Work instructions: Return all of the data exactly as given.

● ● ● ●

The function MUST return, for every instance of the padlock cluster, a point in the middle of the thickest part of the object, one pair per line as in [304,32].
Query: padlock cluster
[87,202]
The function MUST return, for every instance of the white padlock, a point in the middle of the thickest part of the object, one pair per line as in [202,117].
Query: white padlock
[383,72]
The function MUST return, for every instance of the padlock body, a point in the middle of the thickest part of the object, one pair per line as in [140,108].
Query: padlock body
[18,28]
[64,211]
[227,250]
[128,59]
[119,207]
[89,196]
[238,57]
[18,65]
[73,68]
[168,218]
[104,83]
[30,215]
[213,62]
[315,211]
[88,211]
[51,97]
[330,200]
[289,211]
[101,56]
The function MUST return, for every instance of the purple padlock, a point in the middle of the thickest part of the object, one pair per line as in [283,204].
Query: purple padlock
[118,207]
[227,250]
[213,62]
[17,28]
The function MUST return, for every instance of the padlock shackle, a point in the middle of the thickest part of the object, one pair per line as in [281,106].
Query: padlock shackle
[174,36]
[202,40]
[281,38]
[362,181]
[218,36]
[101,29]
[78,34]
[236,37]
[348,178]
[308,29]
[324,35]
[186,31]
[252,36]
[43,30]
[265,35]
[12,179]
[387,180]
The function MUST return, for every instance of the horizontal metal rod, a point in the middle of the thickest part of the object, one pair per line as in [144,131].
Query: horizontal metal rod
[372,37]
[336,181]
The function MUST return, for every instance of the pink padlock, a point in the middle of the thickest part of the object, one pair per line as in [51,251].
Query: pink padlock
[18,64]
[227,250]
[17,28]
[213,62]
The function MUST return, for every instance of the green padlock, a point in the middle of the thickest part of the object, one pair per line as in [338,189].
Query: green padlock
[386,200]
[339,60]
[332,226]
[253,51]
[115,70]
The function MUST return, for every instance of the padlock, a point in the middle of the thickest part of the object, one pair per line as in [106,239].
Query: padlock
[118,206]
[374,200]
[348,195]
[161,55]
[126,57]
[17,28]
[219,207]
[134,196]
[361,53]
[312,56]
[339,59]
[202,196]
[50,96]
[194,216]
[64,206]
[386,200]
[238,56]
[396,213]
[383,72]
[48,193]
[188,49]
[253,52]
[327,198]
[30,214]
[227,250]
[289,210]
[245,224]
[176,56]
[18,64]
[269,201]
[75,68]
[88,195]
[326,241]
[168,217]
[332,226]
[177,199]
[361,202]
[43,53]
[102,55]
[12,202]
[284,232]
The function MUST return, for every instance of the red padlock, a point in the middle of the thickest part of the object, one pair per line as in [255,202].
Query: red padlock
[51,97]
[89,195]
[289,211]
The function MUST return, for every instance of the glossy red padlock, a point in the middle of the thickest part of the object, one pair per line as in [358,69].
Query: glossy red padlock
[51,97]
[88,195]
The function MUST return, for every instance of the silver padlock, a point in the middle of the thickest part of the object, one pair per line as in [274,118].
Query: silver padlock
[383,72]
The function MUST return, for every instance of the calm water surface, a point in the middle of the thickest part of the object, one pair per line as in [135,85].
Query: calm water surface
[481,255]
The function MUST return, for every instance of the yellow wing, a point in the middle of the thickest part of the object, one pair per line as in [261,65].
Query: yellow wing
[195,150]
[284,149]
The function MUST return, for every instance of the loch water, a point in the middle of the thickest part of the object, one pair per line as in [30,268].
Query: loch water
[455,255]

● ● ● ●

Written response:
The function MUST return, for every instance of the padlock cluster, a point in the middle of the thickest part of the object, one pair per line as in [304,32].
Query: padlock cluster
[87,202]
The function MUST return, for every instance of the white padlock, a point in the middle of the thickest part of the object, one pair per line as in [202,117].
Query: white padlock
[383,72]
The function MUST return, for every instance of the padlock body, a point in the middle of the thickest part of the object, one pair per line as in [140,108].
Query: padlock body
[18,28]
[64,211]
[227,250]
[128,59]
[119,207]
[89,196]
[238,57]
[18,65]
[73,68]
[168,218]
[104,83]
[30,215]
[213,62]
[315,211]
[88,211]
[51,97]
[330,200]
[289,211]
[101,56]
The function MUST return, for every instance of the purple padlock, a point in the middle of the thickest part of the object, one pair per line as in [283,204].
Query: purple padlock
[118,207]
[227,250]
[213,62]
[17,28]
The function MUST return, for every instance of the padlock shackle, a point in the middle of the thickest part of the object, one pair per line as in [281,106].
Query: padlock shackle
[174,36]
[202,40]
[281,38]
[362,181]
[218,36]
[101,29]
[78,34]
[236,37]
[348,178]
[308,29]
[324,35]
[186,31]
[252,36]
[43,30]
[265,35]
[12,179]
[387,180]
The function MUST return, for every instance of the horizontal metal rod, a point in the middle of the thickest part of the object, one pair per line as in [144,131].
Query: horizontal metal rod
[372,37]
[336,181]
The function MUST return, for every instance of the pink padlock, a point in the middle of the thickest part of the object, one pair per line as in [51,251].
Query: pink padlock
[18,64]
[227,250]
[17,28]
[213,62]
The function MUST return, for every instance of the green padlock, a point in the middle of the thickest part of the object, one pair per line as in [338,189].
Query: green padlock
[386,200]
[339,60]
[332,226]
[253,51]
[115,70]
The function MUST return, for every instance of the padlock, a point in the middle of the thickest part of the object, one pair per line as in [106,239].
Query: padlock
[118,206]
[374,200]
[348,195]
[161,55]
[126,57]
[17,28]
[219,207]
[134,196]
[361,53]
[312,56]
[339,59]
[202,196]
[50,96]
[194,216]
[64,206]
[386,200]
[238,56]
[396,213]
[383,72]
[48,193]
[188,49]
[253,52]
[327,198]
[30,214]
[227,250]
[289,210]
[245,224]
[176,56]
[18,64]
[269,201]
[75,68]
[88,195]
[326,241]
[168,217]
[332,226]
[177,199]
[361,202]
[43,53]
[102,55]
[12,202]
[284,232]
The function MUST return, for every instance of the red padlock, a point in the middle of the thickest part of the object, one pair per line as in [255,202].
Query: red padlock
[51,97]
[89,195]
[289,211]
The function MUST return, for every instance of the glossy red padlock, a point in the middle of the thickest part of the object, one pair per line as in [358,69].
Query: glossy red padlock
[51,97]
[88,195]
The function MUST return, for every instance of the silver padlock, a point in the middle of the thickest part of the object, one pair per line as in [274,118].
Query: silver padlock
[383,72]
The function MUST return, for every instance of the calm water surface, a point in the middle of the thickest part of the object, one pair per line as in [135,85].
Query: calm water surface
[481,255]
The function MUST return, for every instance of the yellow wing, a point in the middle of the thickest part of the object, one pair per line as in [261,65].
Query: yellow wing
[195,150]
[284,149]
The function MUST return, for every instance of the loch water, a point in the middle of the thickest part of the object, one pair per line as in [30,268].
Query: loch water
[455,255]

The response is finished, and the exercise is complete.